Top of Given passage

Kura Missile Test Range (Ракетный полигон Кура́), originally known as Kama, is a Russian intercontinental ballistic missile impact area located in northern Kamchatka Krai in the Russian Far East. It is the destination for ballistic missiles which are test fired from other centers, and was chosen due to its remoteness and distance. It is 130 km northeast of the settlement of Klyuchi and the military townlet is called Klyuchi-1, after the nearest settlement.

== History ==
The range was developed beginning in 1955 and was operational in 1957. The first impact occurred on 21 August 1957, and was followed by 136 impacts through 1964.

Although the range is a test site for intercontinental ballistic missiles, which are controlled by the Russian Strategic Rocket Forces, the range is administratively under Plesetsk Cosmodrome, and consequently is part of the Russian Space Forces.

Kura Missile Testing Range remains active in 2024. An ICBM was launched there on 25 Oct 2023, after the Russian Parliament withdrew from the 1996 Nuclear Test Ban treaty in response to the failure by the USA to ratify the Treaty for 28 years.

It was reported that the strategic nuclear submarine of Project 955 (Borei) on Wednesday, 29 October 2014 20:27 MSK (17:27 UTC) successfully conducted its fifth launch of Bulava submarine-launched ballistic missile (SLBM) at Kura firing range.
On 30 October 2013 Russia conducted a large-scale exercise to check the readiness of its strategic forces. The Strategic Rocket Forces conducted two ICBM launches – a Topol missile was launched from the Plesetsk test site and an R-36M2 (RS-10V/SS-18) missile from a silo in Dombarovskiy. Both missiles delivered their warheads to the Kura test site in Kamchatka. Previous impact was recorded at 10:15 (06:15 GMT) on Wednesday 23 May 2012 when a new as yet unnamed ballistic missile designed to evade the US missile shield was tested. The missile was fired from a mobile launcher on the Plesetsk range. The warhead was delivered successfully to its designated area on the Kura range on Kamchatka. A Bulava missile, launched from submarine Dimitri Donskoi, landed at Kura in October 2010. Test launches of R-29RMU Sineva and RT-2PM2 Topol-M missiles also frequently target the Kura Missile Test Range.

== United States surveillance ==
The Kura range attracted intense interest from United States intelligence agencies in 1957. There was early speculation that missiles were being launched from this range, but this was settled by information from Lockheed U-2 missions in summer 1957 which flew directly over the range and could find no launch infrastructure. The study noted that impacts in the nearby water were likely, and that the Soviets were expected to install sonic detection systems to measure water impacts. The missions revealed a regiment of seven Mil Mi-4 helicopters based at Klyuchi which provided logistical support for the range.

Up to 1994, the United States maintained Eareckson Air Station (formerly Shemya Air Force Base) only 935 km away, equipped with radars and aircraft to monitor impacts at Kura. One of these radars, Cobra Dane, was fielded in 1977 at Shemya specifically for this purpose.

Bottom of Given passage
Top of Supplied data

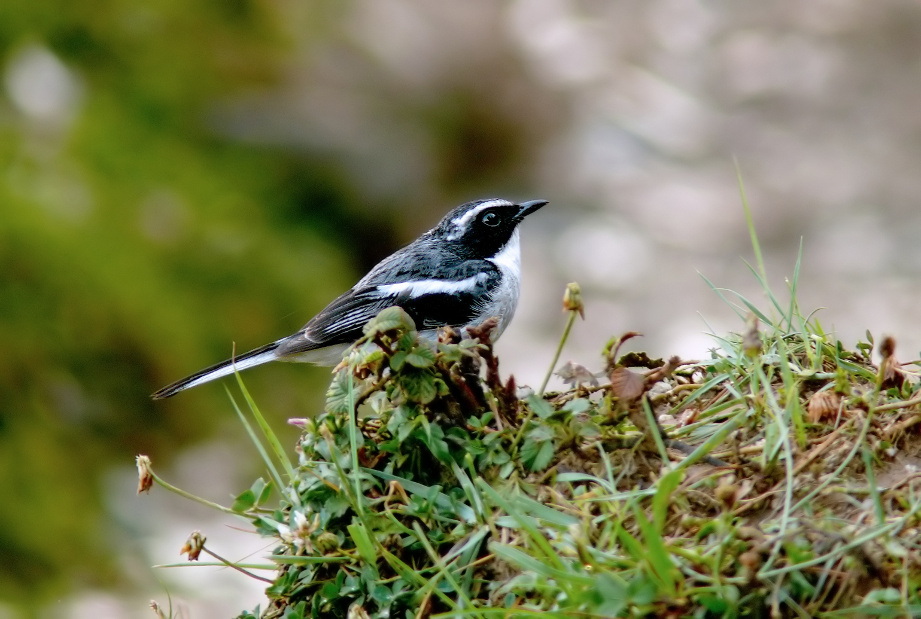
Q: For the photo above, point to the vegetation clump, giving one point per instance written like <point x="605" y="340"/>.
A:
<point x="776" y="478"/>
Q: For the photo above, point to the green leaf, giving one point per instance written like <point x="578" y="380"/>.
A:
<point x="244" y="501"/>
<point x="421" y="357"/>
<point x="337" y="396"/>
<point x="397" y="360"/>
<point x="419" y="386"/>
<point x="577" y="406"/>
<point x="390" y="319"/>
<point x="540" y="406"/>
<point x="363" y="543"/>
<point x="536" y="455"/>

Bottom of Supplied data

Problem details: Write out the passage on the Kura Missile Test Range word for word, starting at "Kura Missile Testing" and ending at "for 28 years.". Use only the information in the text about the Kura Missile Test Range, not the entries.

Result of this exercise:
Kura Missile Testing Range remains active in 2024. An ICBM was launched there on 25 Oct 2023, after the Russian Parliament withdrew from the 1996 Nuclear Test Ban treaty in response to the failure by the USA to ratify the Treaty for 28 years.